Location identification entries
════════════════
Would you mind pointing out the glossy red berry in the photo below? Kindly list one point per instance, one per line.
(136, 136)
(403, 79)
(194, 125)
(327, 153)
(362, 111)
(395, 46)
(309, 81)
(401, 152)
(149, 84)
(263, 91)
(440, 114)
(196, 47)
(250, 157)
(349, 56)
════════════════
**Required work:**
Reproduce every entry above verbatim, keeping each line as it stands.

**Task result:**
Would you mind pointing out the glossy red berry in the photo below? Kindly list one point per instance, one per line.
(136, 136)
(403, 79)
(194, 125)
(327, 153)
(362, 111)
(395, 46)
(309, 81)
(401, 152)
(149, 84)
(263, 91)
(440, 114)
(196, 47)
(250, 157)
(349, 56)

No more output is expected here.